▸ Challenge
Output the records exactly as they appear, with no pictures included.

-------- Records for this task

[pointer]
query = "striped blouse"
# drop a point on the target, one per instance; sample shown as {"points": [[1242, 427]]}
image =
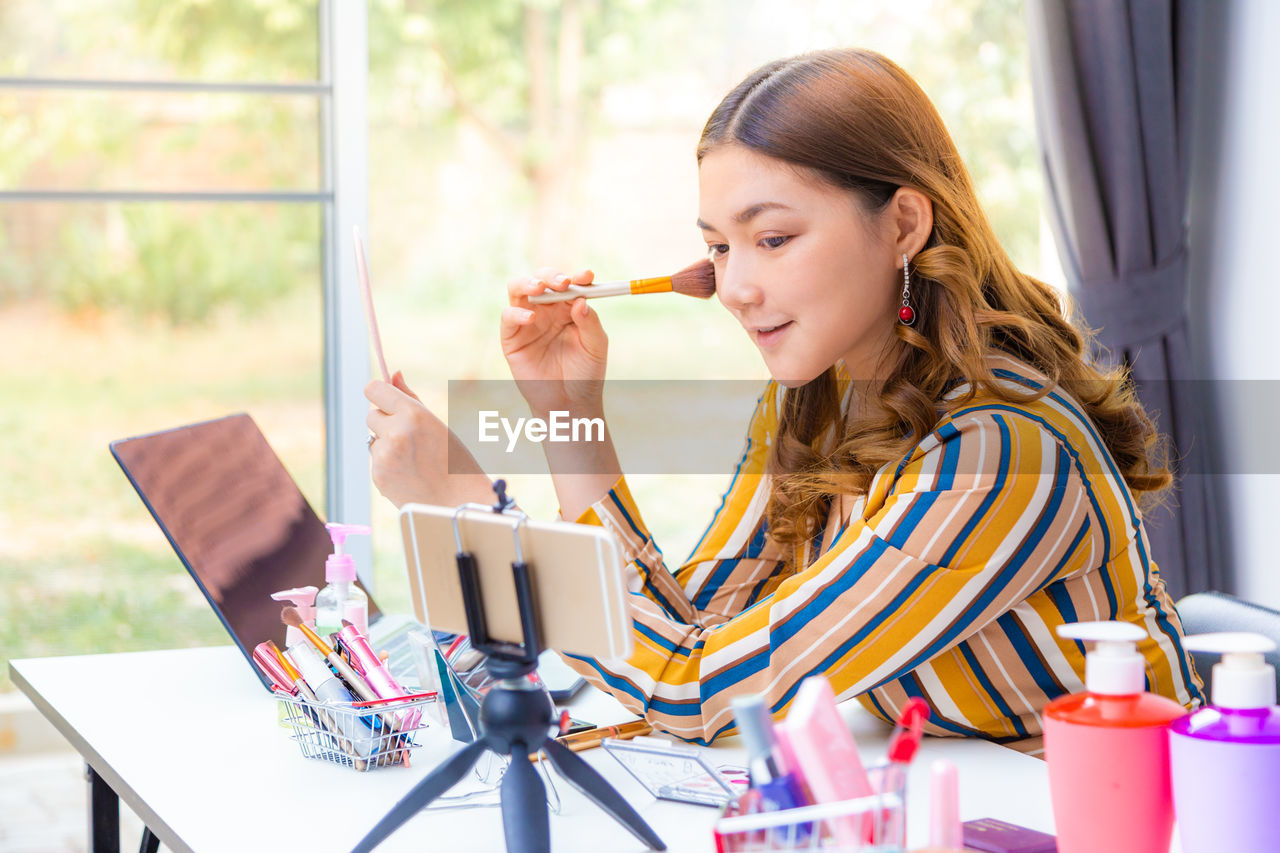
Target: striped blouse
{"points": [[947, 582]]}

----------------

▸ Result for this exercise
[pointer]
query = "striped blouse"
# drop a point on the target, one per instance; sample shown as {"points": [[1242, 427]]}
image =
Target: striped blouse
{"points": [[947, 582]]}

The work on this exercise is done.